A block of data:
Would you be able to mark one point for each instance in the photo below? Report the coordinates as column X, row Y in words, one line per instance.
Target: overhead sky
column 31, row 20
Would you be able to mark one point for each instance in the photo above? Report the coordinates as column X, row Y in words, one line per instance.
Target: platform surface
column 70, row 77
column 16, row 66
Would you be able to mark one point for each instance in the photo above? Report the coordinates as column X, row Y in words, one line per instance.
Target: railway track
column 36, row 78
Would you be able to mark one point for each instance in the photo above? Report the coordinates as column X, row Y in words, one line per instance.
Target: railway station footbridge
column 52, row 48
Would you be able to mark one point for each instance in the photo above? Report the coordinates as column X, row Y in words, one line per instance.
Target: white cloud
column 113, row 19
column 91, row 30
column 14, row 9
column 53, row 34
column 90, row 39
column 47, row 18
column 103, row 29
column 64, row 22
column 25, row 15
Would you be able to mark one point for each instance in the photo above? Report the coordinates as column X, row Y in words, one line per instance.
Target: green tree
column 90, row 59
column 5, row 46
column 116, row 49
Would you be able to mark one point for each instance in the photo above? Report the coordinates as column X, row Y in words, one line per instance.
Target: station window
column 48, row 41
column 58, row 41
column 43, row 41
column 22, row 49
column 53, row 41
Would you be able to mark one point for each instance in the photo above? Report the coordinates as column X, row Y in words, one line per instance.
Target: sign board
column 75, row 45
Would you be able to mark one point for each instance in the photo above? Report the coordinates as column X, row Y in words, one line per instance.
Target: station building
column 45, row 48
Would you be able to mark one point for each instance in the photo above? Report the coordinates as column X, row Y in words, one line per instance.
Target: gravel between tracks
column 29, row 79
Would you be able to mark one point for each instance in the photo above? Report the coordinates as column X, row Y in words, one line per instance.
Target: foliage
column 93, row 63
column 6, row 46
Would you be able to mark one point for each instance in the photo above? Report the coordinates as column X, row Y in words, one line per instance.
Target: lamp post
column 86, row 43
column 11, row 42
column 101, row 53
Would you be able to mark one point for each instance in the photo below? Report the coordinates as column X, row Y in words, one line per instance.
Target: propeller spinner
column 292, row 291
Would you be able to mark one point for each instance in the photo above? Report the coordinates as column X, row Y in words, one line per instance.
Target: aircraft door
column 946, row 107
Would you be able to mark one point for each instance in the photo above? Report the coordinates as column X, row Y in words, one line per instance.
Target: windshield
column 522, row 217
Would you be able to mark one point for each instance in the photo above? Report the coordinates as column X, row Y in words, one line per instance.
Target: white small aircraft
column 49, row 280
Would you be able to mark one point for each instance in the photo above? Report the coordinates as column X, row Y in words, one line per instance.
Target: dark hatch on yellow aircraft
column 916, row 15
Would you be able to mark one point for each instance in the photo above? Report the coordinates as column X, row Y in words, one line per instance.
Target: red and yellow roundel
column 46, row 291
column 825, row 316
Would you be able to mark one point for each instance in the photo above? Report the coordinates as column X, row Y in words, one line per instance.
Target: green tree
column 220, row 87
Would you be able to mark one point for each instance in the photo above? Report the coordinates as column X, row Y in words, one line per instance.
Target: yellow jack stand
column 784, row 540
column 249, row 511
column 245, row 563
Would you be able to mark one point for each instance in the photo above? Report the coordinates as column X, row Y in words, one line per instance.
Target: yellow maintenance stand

CHALLENGE: Reproduce every line of the data above word for word, with nothing changed.

SOLUTION TO THIS EXERCISE:
Would you be able to mark one point for each instance in the photo below? Report the coordinates as column X, row Y in words, one line per instance.
Target: overhead sky
column 31, row 20
Would you be able to mark one point for each instance in the photo above? Report the coordinates as column X, row Y in words, one line per instance.
Target: platform surface
column 70, row 77
column 16, row 66
Would you be able to mark one point for each instance in the photo above? Report the coordinates as column X, row Y in words, one line per instance.
Target: railway track
column 36, row 78
Would you be able to mark one point for each instance in the photo above? Report the coordinates as column X, row Y in words, one line per instance.
Target: railway station footbridge
column 52, row 48
Would you be able to mark one point for each instance in the photo above? Report the coordinates as column X, row Y in words, one line per instance.
Target: white cloud
column 113, row 19
column 91, row 30
column 14, row 9
column 53, row 34
column 90, row 39
column 47, row 18
column 103, row 29
column 64, row 22
column 25, row 15
Would you be able to mark one point for each instance in the photo above? Report the coordinates as column X, row Y in words, one line per instance.
Target: green tree
column 90, row 59
column 5, row 46
column 116, row 49
Would you be able to mark one point for each instance in the photo above? Report the coordinates as column X, row Y in words, one line per instance.
Target: station window
column 48, row 41
column 58, row 41
column 43, row 41
column 22, row 49
column 53, row 41
Would you be able to mark one point for each instance in the photo above? Report the coordinates as column X, row Y in words, one line per instance.
Target: sign board
column 75, row 45
Would you be able to mark one point for each instance in the photo above? Report the coordinates as column X, row Y in words, one line per instance.
Target: station building
column 45, row 48
Would you be able to mark one point for each instance in the photo above? Report the coordinates as column X, row Y in words, one line per instance.
Target: gravel between tracks
column 29, row 79
Would you be able to mark one point for each instance in the photo above? Report the coordinates as column X, row Y in words, one line per instance.
Target: foliage
column 93, row 63
column 6, row 46
Would you be able to mark one point for each instance in the photo above? Report the coordinates as column X, row Y in words, one line per instance.
Target: lamp post
column 86, row 43
column 11, row 42
column 101, row 53
Would you be able to mark one point for each instance in the photo below? Report the coordinates as column X, row Y in words, one line per instance.
Target: propeller spinner
column 292, row 291
Would you be able to mark one point for each instance in the photo above? Report the coordinates as column X, row Y in words, one line per instance.
Target: aircraft door
column 946, row 107
Would you be able to mark one point for each instance in the photo above? Report the coordinates as column X, row Y in words, one line per instance.
Target: windshield
column 522, row 217
Would you be able to mark one point for each instance in the photo above? Report the coordinates as column X, row Y in words, one line per instance.
Target: white small aircraft
column 49, row 280
Would you be able to mark one point for each instance in the photo above? Report the coordinates as column X, row Y in words, one line per instance.
Target: dark hatch on yellow aircraft
column 916, row 15
Would you be able to mark one point for each instance in the photo above? Report the coordinates as column X, row Y in words, one line per instance.
Target: red and yellow roundel
column 46, row 291
column 825, row 316
Would you be able to mark one point for each instance in the photo above? Report the coordinates as column X, row Y in words, one line per instance.
Target: green tree
column 220, row 87
Would you be able to mark one point for each instance in the photo above? Report the coordinates as column X, row Y in words, one line per instance.
Target: yellow jack stand
column 784, row 540
column 249, row 511
column 245, row 563
Would you be able to mark one point for each instance in the photo above? Report the coordinates as column X, row Y in words, one line per instance.
Target: yellow maintenance stand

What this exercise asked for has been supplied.